Lerntext:
Die Situation sei "sehr komplex", es sei nicht möglich, die weitere Entwicklung vorherzusagen. Weitere Öffnungen könnte man guten Gewissens nur bei stabilen Infektionszahlen und der Gewissheit ankündigen, "dass das auch so bleibt" und sich nicht durch das Abgehen von Maßnahmen verschlechtert, sagt Epidemiologin Eva Schernhammer und pocht auf schnelleres Impfen.
Die Sieben-Tage-Inzidenz pro 100.000 Einwohnern liegt schon wieder bei 150, die geschätzte effektive Reproduktionszahl mit 1,11 klar über dem kritischen Wert. Und mittlerweile hat sich die stark ansteckende N501Y-Mutation breitflächig ausgebreitet.
Das Auftreten der gefährlicheren Mutationen - vor allem der britischen, die südafrikanische sei ganz gut eingedämmt worden - ist für die Leiterin der Abteilung für Epidemiologie der MedUni Wien auch einer der Faktoren, die die Situation jetzt sehr viel schwerer einschätzbar machen als in der ersten Welle. Dazu komme, dass sich die Maßnahmen ständig geändert haben - "harter" Lockdown, Lockerungen wie Präsenzunterricht an Schulen, FFP2-Masken etc.

Eingabedaten:
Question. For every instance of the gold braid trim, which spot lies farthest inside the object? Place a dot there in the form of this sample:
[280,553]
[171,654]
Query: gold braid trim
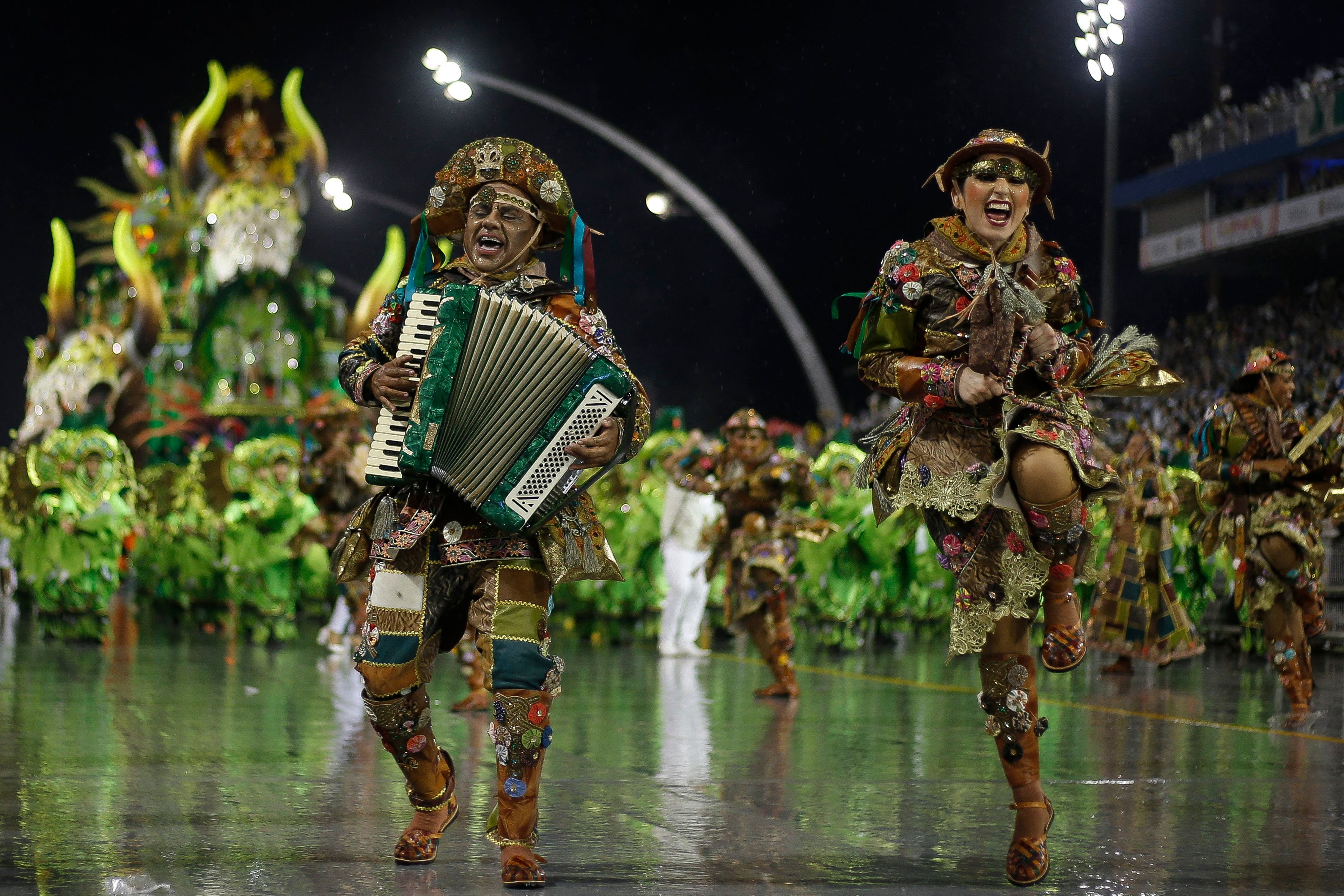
[503,841]
[960,496]
[1022,577]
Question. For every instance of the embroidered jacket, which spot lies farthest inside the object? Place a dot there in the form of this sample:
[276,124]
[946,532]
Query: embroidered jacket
[932,313]
[1241,430]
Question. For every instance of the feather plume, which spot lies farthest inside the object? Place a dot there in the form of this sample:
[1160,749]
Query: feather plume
[1108,351]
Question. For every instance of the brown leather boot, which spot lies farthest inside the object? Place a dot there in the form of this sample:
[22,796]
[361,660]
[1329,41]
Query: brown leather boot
[1295,673]
[1065,645]
[1308,597]
[520,733]
[1009,696]
[473,668]
[1057,530]
[781,667]
[404,725]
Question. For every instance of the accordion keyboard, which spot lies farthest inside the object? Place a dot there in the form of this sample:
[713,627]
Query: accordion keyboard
[421,319]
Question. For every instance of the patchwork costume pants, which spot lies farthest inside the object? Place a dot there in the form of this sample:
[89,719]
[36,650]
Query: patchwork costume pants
[412,620]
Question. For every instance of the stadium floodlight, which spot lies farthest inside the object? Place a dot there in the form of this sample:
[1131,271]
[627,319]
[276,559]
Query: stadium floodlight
[659,203]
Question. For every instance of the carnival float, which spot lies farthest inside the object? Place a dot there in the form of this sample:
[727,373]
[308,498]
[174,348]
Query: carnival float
[182,407]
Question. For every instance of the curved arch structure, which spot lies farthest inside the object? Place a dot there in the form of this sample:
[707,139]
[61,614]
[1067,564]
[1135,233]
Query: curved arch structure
[823,387]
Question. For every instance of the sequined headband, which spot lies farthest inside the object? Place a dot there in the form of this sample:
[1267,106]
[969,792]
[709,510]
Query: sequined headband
[991,170]
[488,196]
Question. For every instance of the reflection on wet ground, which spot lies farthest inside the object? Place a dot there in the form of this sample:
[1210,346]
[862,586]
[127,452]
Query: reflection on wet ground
[253,772]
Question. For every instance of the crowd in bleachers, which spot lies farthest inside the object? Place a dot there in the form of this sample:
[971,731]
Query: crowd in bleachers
[1229,124]
[1209,350]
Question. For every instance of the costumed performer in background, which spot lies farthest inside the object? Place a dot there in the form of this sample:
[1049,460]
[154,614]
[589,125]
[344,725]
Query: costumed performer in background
[983,330]
[502,201]
[1138,613]
[686,516]
[1267,522]
[756,539]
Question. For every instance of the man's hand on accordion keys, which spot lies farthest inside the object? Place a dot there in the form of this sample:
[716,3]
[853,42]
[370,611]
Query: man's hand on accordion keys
[597,449]
[393,384]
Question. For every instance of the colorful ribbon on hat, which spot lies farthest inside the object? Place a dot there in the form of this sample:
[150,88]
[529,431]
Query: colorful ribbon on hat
[577,260]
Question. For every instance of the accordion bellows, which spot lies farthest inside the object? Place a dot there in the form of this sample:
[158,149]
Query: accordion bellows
[505,389]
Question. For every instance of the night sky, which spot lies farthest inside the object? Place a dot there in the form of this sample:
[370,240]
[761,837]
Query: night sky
[812,127]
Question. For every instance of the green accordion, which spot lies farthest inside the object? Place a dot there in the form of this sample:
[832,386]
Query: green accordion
[503,390]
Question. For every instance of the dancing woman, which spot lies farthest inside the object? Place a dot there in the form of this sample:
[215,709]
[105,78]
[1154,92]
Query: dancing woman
[982,328]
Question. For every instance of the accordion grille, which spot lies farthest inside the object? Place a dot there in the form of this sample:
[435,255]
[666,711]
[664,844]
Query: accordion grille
[517,365]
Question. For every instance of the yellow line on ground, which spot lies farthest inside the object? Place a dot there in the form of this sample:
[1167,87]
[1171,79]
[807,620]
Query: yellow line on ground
[1047,702]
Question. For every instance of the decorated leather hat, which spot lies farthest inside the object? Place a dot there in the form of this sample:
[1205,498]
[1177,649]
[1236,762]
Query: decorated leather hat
[1004,143]
[499,160]
[1262,359]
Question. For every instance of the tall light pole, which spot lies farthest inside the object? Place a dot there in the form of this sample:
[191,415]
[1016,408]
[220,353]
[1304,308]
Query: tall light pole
[1100,23]
[819,377]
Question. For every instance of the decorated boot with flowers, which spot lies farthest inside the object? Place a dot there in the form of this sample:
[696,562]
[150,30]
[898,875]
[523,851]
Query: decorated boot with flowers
[520,733]
[404,725]
[1009,698]
[1295,673]
[1057,533]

Aufgabenteile:
1. Beantworte zum Text über die Infektionslage diese Fragen:
(a) Wie hoch ist die geschätzte effektive Reproduktionszahl?
(b) Welche Mutation ist laut Text ganz gut eingedämmt worden?
(c) An welcher Einrichtung leitet Eva Schernhammer die Abteilung für Epidemiologie?
2. Setze den Text über die Infektionslage nach seinem letzten Satz fort.

Ergebnisse:
1.
(a) 1,11
(b) die südafrikanische
(c) an der MedUni Wien

2.
Auch das breitflächige Testen - das Schernhammer sehr begrüßt - mache die Sache komplexer: Dieses führte auch zur Erhöhung der täglichen gemeldeten Neuinfektionen. "Irgendwann sollte sich das aber einpendeln" - man wisse jedoch nicht wann, und man wisse nicht, wie weit die höheren Fallzahlen auf das Testen und wie weit z.B. auf die Virusmutationen zurückzuführen sind. Dazu komme der ebenfalls nicht wägbare Einfluss der Immunität: Die Schätzungen der Anzahl der Menschen, die durch eine durchgemachte Erkrankung immun sind, liegen zwischen sieben und 30 Prozent.
"Die Situation ist sehr volatil, man kann nicht vorhersagen, in welche Richtung sie sich verändert", konstatiert Schernhammer. Um ein Öffnungsdatum zu nennen, bräuchte man "einen ziemlich guten Polster an Sicherheit". Den werde man aber wohl nur durch die Impfungen erreichen. Diese müssten "wesentlich beschleunigt" werden: "Das oberste Prinzip müsste Impfen so schnell wie möglich sein", plädierte Schernhammer für intensive Bemühungen um mehr Impfstoff.
Dass zuerst die Risikogruppen geimpft wurden, sei sehr sinnvoll. Damit sei zumindest die Gefahr, dass die Intensivstationen überlastet werden, geringer geworden - auch wenn derzeit die Zahl der Intensivpatienten mit rund 260 schon wieder so hoch ist wie Mitte Oktober. Ein "Lichtstrahl" ist für Schernhammer da, dass das Durchschnittsalter der Neuinfizierten deutlich gesunken ist, von 56,7 Jahren zu Corona-Spitzenzeiten auf nunmehr 39,9 Jahre.